*Stated exercise:*
Copy out the lines from the one containing "For verification purposes, determine whether any grassy hill" through the last line, inclusive, with "grassy hill" changed to "grassy slope" and nothing else altered.

══ Input for this task ══

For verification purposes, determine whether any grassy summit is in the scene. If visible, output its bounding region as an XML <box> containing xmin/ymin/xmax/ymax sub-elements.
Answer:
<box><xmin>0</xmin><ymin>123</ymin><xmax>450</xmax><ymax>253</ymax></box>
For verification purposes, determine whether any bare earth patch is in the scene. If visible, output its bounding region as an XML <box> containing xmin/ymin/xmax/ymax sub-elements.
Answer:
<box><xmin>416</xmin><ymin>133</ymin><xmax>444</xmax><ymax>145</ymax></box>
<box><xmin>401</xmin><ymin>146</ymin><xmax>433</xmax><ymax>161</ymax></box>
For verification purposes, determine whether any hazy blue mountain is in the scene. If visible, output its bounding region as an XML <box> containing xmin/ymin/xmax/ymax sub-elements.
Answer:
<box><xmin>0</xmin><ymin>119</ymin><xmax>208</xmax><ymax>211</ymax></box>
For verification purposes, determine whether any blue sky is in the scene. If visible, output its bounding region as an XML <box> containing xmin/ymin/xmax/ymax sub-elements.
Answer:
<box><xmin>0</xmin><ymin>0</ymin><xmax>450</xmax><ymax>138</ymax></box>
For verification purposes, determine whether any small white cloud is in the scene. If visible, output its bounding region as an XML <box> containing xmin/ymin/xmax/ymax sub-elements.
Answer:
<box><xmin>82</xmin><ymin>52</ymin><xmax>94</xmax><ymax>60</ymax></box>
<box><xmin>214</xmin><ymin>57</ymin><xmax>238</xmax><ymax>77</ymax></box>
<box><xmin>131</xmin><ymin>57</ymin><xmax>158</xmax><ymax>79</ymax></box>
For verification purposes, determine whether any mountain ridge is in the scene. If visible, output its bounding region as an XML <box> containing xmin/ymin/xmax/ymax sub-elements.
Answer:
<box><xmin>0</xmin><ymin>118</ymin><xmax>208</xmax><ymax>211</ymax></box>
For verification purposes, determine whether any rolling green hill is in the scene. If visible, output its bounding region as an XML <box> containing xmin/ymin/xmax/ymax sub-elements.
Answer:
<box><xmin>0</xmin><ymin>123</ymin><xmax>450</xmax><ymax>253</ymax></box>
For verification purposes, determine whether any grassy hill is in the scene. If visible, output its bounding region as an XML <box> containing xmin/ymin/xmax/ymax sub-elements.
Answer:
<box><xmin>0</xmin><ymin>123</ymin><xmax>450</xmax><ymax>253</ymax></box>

═══

*Result of the exercise:*
For verification purposes, determine whether any grassy slope is in the scene. If visible, output its bounding region as an XML <box> containing xmin/ymin/xmax/ymax sub-elements.
Answer:
<box><xmin>0</xmin><ymin>123</ymin><xmax>450</xmax><ymax>253</ymax></box>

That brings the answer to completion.